Copy the data from the line that contains "Locate the black" to its last line, exactly, including both of those lines and leaving out everything before.

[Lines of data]
★ ★ ★ ★ ★ ★ ★

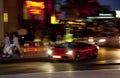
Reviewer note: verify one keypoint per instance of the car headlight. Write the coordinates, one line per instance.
(102, 40)
(49, 52)
(70, 52)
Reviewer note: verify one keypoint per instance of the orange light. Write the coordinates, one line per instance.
(34, 7)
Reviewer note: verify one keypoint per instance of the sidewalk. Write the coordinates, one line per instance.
(40, 56)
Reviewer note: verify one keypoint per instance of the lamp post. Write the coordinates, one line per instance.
(1, 22)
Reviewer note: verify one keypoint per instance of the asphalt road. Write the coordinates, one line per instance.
(106, 65)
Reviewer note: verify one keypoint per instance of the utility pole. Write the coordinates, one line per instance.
(1, 22)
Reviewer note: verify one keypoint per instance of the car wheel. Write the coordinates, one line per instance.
(77, 56)
(95, 54)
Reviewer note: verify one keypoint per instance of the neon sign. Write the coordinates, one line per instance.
(35, 7)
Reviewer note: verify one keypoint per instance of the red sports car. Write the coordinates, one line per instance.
(72, 51)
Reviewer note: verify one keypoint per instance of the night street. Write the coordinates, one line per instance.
(108, 59)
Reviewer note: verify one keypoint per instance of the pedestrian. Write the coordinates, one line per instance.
(6, 44)
(16, 45)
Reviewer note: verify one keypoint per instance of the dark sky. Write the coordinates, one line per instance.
(115, 4)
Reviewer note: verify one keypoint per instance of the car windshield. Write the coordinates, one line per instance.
(66, 45)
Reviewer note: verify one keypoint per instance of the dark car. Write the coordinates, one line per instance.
(72, 51)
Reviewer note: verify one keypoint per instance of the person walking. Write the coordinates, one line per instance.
(6, 44)
(16, 45)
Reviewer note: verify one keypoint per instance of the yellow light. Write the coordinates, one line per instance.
(35, 7)
(5, 17)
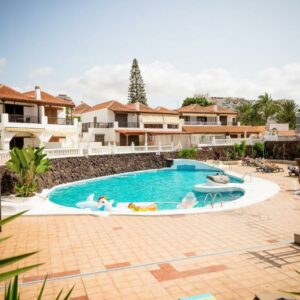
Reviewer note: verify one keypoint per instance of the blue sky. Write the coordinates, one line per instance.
(84, 48)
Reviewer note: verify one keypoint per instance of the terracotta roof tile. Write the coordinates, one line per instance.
(49, 99)
(166, 110)
(211, 109)
(223, 129)
(8, 93)
(81, 108)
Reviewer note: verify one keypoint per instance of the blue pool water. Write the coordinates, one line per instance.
(166, 187)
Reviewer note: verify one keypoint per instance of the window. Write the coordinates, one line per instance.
(172, 126)
(153, 125)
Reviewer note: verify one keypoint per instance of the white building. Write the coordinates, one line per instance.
(136, 123)
(35, 118)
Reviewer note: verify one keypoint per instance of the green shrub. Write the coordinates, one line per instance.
(258, 150)
(27, 164)
(239, 150)
(189, 153)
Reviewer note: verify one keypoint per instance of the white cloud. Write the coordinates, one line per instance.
(3, 62)
(41, 72)
(166, 85)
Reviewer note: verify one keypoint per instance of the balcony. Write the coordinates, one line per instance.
(86, 126)
(128, 124)
(23, 119)
(221, 123)
(60, 121)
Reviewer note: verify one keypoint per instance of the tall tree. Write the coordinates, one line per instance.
(266, 107)
(196, 100)
(287, 112)
(136, 90)
(248, 113)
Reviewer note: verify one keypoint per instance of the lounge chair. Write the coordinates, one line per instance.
(294, 171)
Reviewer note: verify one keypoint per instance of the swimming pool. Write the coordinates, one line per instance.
(166, 187)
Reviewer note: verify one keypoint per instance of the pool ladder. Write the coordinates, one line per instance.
(213, 197)
(249, 174)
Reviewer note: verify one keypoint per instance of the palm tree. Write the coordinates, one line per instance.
(266, 107)
(248, 114)
(287, 112)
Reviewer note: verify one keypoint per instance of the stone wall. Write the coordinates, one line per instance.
(71, 169)
(78, 168)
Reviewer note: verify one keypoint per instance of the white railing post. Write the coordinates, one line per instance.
(90, 150)
(159, 146)
(80, 151)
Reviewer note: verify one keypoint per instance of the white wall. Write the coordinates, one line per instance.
(103, 116)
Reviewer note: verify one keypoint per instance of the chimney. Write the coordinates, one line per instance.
(37, 93)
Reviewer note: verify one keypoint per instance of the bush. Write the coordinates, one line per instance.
(258, 150)
(27, 164)
(239, 150)
(189, 153)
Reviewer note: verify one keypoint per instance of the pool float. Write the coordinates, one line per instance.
(105, 204)
(142, 207)
(217, 179)
(189, 201)
(90, 203)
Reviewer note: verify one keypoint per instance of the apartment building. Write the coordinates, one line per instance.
(112, 121)
(35, 118)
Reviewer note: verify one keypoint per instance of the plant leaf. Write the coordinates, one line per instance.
(58, 296)
(10, 260)
(5, 238)
(69, 293)
(11, 218)
(42, 289)
(9, 274)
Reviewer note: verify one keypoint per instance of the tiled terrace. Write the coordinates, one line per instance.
(232, 254)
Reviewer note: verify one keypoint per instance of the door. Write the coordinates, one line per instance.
(122, 119)
(51, 113)
(16, 142)
(99, 138)
(131, 138)
(223, 120)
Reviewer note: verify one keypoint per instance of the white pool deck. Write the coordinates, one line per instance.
(255, 190)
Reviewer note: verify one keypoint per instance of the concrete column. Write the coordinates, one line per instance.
(6, 138)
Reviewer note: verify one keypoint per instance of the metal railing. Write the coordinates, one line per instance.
(102, 150)
(129, 124)
(86, 126)
(60, 121)
(22, 118)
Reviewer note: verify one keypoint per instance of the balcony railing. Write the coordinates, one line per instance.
(200, 123)
(129, 124)
(22, 119)
(86, 126)
(223, 123)
(60, 121)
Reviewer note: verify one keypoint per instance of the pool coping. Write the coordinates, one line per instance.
(41, 205)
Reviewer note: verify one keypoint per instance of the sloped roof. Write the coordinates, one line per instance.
(166, 110)
(112, 105)
(81, 108)
(223, 129)
(47, 98)
(211, 109)
(289, 133)
(7, 93)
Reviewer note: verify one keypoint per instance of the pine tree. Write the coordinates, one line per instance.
(136, 90)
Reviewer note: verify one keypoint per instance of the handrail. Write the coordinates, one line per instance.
(249, 174)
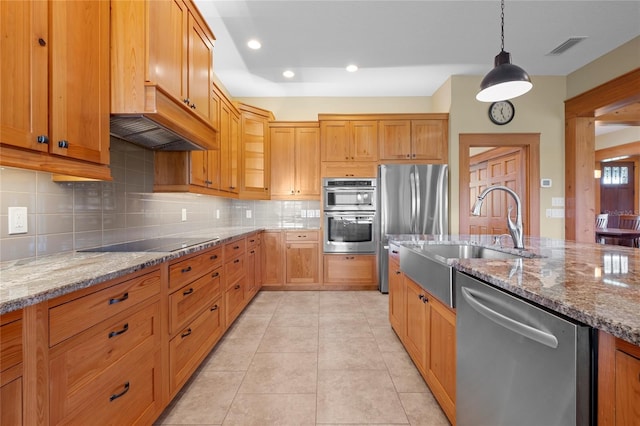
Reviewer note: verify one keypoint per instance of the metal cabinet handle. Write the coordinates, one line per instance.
(118, 395)
(119, 332)
(120, 299)
(525, 330)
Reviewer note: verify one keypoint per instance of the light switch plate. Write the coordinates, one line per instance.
(17, 220)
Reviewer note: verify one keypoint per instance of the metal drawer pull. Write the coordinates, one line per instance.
(525, 330)
(118, 395)
(119, 332)
(121, 299)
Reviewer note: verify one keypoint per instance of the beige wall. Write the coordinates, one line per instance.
(539, 111)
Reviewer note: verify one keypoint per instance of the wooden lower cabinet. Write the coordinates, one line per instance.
(618, 381)
(357, 271)
(427, 329)
(11, 406)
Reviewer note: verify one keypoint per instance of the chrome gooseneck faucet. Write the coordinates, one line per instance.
(515, 229)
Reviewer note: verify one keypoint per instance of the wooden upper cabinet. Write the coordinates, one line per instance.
(295, 163)
(349, 140)
(24, 48)
(423, 140)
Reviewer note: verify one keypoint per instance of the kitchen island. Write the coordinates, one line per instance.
(595, 285)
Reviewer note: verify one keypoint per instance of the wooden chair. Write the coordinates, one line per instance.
(601, 222)
(630, 221)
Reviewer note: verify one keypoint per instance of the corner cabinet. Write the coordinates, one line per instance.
(54, 89)
(255, 164)
(295, 160)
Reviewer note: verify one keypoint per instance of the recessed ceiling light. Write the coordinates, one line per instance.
(254, 44)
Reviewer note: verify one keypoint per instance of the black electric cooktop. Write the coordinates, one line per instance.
(154, 244)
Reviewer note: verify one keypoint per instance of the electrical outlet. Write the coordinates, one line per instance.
(17, 220)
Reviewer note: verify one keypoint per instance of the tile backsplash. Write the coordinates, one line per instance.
(67, 216)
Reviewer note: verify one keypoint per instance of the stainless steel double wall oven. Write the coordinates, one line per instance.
(349, 215)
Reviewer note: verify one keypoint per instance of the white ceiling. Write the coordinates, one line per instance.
(402, 48)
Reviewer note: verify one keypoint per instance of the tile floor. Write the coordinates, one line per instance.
(308, 358)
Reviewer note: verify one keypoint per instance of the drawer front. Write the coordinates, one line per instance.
(191, 299)
(234, 270)
(234, 302)
(185, 271)
(79, 361)
(10, 344)
(80, 314)
(293, 236)
(235, 249)
(127, 393)
(193, 343)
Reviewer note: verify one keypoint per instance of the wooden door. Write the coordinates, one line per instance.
(307, 162)
(282, 161)
(200, 65)
(364, 141)
(168, 22)
(506, 168)
(335, 140)
(24, 47)
(617, 188)
(429, 140)
(80, 80)
(395, 139)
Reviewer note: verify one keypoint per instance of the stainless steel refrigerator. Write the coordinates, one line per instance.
(412, 199)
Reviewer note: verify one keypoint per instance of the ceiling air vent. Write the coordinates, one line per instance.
(565, 45)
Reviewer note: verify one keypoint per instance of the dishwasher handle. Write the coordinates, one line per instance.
(525, 330)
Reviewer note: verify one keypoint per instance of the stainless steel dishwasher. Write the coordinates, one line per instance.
(518, 364)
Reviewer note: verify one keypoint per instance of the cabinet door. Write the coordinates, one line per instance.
(80, 80)
(395, 139)
(396, 299)
(282, 161)
(429, 140)
(302, 263)
(200, 64)
(24, 47)
(364, 141)
(307, 162)
(272, 258)
(335, 140)
(417, 323)
(168, 22)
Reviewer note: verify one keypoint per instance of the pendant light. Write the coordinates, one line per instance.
(505, 80)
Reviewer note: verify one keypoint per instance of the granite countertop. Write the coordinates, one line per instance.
(30, 281)
(598, 285)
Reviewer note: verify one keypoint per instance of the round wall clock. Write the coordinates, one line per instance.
(501, 112)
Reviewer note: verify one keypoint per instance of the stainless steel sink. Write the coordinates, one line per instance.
(428, 265)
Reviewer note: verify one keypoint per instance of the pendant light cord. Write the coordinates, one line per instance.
(502, 26)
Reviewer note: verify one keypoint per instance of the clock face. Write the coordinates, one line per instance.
(501, 112)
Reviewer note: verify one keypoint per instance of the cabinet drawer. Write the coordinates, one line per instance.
(185, 271)
(234, 301)
(109, 375)
(193, 343)
(235, 249)
(192, 299)
(302, 235)
(80, 314)
(10, 344)
(234, 270)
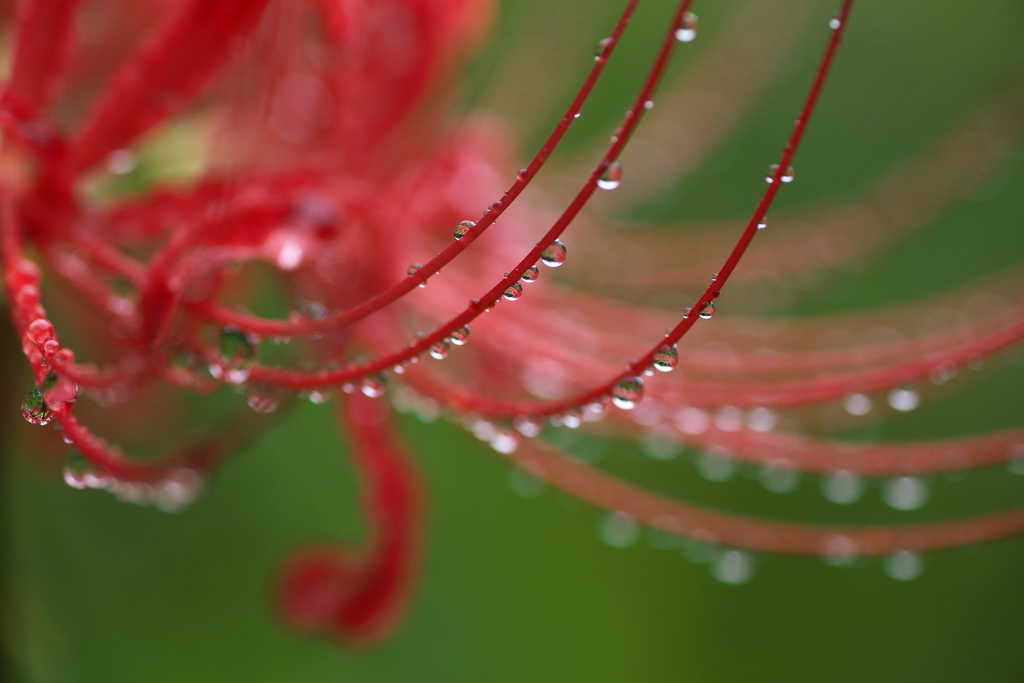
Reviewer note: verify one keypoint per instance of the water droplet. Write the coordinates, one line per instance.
(762, 420)
(842, 487)
(527, 426)
(619, 530)
(460, 336)
(554, 255)
(903, 399)
(35, 409)
(904, 565)
(78, 471)
(263, 398)
(687, 30)
(440, 349)
(610, 176)
(318, 396)
(463, 228)
(667, 357)
(773, 169)
(627, 392)
(290, 254)
(733, 567)
(178, 491)
(857, 403)
(905, 493)
(40, 331)
(238, 354)
(373, 385)
(513, 291)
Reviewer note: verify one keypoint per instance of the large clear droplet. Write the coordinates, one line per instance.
(238, 354)
(440, 349)
(627, 392)
(773, 169)
(554, 255)
(904, 399)
(611, 176)
(460, 336)
(667, 357)
(35, 409)
(687, 30)
(513, 291)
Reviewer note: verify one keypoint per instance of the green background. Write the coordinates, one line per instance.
(519, 588)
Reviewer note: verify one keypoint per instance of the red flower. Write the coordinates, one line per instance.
(332, 174)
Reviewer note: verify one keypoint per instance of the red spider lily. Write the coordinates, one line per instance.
(331, 169)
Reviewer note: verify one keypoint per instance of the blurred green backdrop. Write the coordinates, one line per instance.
(519, 588)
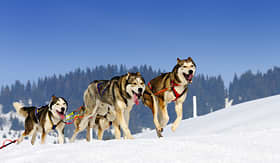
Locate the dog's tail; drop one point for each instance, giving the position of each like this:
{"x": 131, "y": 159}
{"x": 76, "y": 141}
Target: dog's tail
{"x": 20, "y": 109}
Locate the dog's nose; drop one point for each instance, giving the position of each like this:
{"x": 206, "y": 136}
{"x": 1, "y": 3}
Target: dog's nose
{"x": 140, "y": 90}
{"x": 191, "y": 72}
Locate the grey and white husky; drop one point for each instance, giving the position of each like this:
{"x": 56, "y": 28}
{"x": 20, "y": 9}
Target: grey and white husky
{"x": 110, "y": 102}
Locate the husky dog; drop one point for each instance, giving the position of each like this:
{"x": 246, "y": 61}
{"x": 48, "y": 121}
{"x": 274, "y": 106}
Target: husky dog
{"x": 104, "y": 119}
{"x": 43, "y": 119}
{"x": 111, "y": 101}
{"x": 169, "y": 87}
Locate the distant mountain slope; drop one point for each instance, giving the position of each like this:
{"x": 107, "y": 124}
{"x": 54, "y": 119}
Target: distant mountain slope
{"x": 245, "y": 133}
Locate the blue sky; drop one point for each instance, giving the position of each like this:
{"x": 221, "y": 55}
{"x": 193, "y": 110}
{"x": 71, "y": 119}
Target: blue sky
{"x": 43, "y": 37}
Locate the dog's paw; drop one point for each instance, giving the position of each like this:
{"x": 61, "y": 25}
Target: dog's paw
{"x": 173, "y": 128}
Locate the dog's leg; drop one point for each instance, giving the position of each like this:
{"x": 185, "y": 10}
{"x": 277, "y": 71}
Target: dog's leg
{"x": 34, "y": 137}
{"x": 60, "y": 135}
{"x": 78, "y": 129}
{"x": 154, "y": 107}
{"x": 163, "y": 114}
{"x": 117, "y": 129}
{"x": 21, "y": 137}
{"x": 100, "y": 133}
{"x": 43, "y": 139}
{"x": 179, "y": 112}
{"x": 88, "y": 131}
{"x": 151, "y": 101}
{"x": 123, "y": 124}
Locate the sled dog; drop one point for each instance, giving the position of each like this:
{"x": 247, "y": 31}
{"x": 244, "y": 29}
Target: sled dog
{"x": 43, "y": 119}
{"x": 169, "y": 87}
{"x": 110, "y": 102}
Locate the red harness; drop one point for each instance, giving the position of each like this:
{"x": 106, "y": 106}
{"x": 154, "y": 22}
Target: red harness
{"x": 173, "y": 85}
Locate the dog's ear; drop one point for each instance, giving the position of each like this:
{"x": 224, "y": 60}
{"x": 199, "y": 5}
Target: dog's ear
{"x": 52, "y": 99}
{"x": 128, "y": 75}
{"x": 178, "y": 60}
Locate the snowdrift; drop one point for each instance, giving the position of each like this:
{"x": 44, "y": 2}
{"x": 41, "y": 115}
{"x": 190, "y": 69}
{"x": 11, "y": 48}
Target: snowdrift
{"x": 246, "y": 133}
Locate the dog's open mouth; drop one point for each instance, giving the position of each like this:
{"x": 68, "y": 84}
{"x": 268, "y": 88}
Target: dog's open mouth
{"x": 188, "y": 77}
{"x": 136, "y": 97}
{"x": 61, "y": 115}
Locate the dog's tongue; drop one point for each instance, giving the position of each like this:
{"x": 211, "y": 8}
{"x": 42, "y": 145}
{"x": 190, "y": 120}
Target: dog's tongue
{"x": 135, "y": 98}
{"x": 190, "y": 77}
{"x": 61, "y": 116}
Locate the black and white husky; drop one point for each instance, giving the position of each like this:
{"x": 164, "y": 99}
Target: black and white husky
{"x": 43, "y": 119}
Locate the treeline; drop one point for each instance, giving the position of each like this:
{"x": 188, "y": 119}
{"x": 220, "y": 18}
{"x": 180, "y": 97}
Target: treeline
{"x": 210, "y": 91}
{"x": 73, "y": 84}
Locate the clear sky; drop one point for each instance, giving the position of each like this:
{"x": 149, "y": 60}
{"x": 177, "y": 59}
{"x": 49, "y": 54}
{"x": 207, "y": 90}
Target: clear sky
{"x": 43, "y": 37}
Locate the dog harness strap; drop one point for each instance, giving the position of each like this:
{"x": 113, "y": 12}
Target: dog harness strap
{"x": 54, "y": 125}
{"x": 150, "y": 86}
{"x": 177, "y": 95}
{"x": 37, "y": 115}
{"x": 99, "y": 89}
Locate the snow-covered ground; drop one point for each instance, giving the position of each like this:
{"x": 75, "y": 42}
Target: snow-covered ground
{"x": 247, "y": 133}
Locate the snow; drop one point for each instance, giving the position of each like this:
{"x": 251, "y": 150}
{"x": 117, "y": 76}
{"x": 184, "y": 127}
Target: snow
{"x": 245, "y": 133}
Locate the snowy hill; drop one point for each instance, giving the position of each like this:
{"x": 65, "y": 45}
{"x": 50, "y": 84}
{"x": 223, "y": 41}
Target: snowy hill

★ ★ ★ ★ ★ ★ ★

** Full output **
Locate the black and white husky; drop one point for each instance, giving the position of each like this:
{"x": 164, "y": 99}
Target: black and white husky
{"x": 43, "y": 119}
Locate the treeline; drop one point for each instance, giving the position of each like this:
{"x": 188, "y": 119}
{"x": 220, "y": 18}
{"x": 180, "y": 97}
Target: treeline
{"x": 210, "y": 91}
{"x": 73, "y": 84}
Locate the clear sky; drop one point for each instance, giving the position of each like this:
{"x": 149, "y": 60}
{"x": 177, "y": 59}
{"x": 49, "y": 54}
{"x": 207, "y": 90}
Target: clear sky
{"x": 43, "y": 37}
Locate the dog harness strap; drop one point for each instance, giving the position of each like this:
{"x": 113, "y": 12}
Target: dog harness strap
{"x": 54, "y": 125}
{"x": 150, "y": 86}
{"x": 177, "y": 95}
{"x": 37, "y": 115}
{"x": 99, "y": 89}
Locate the snow-covered ground; drop one point for each instance, giving the position of each like this:
{"x": 75, "y": 42}
Target: snow-covered ground
{"x": 247, "y": 133}
Locate the snow; drop one point for each instance, giving the position of each like this:
{"x": 251, "y": 150}
{"x": 117, "y": 76}
{"x": 184, "y": 127}
Target: snow
{"x": 245, "y": 133}
Locate the snowy hill; drop one point for each instance, giving the position of each like this:
{"x": 65, "y": 45}
{"x": 50, "y": 84}
{"x": 223, "y": 41}
Target: snowy hill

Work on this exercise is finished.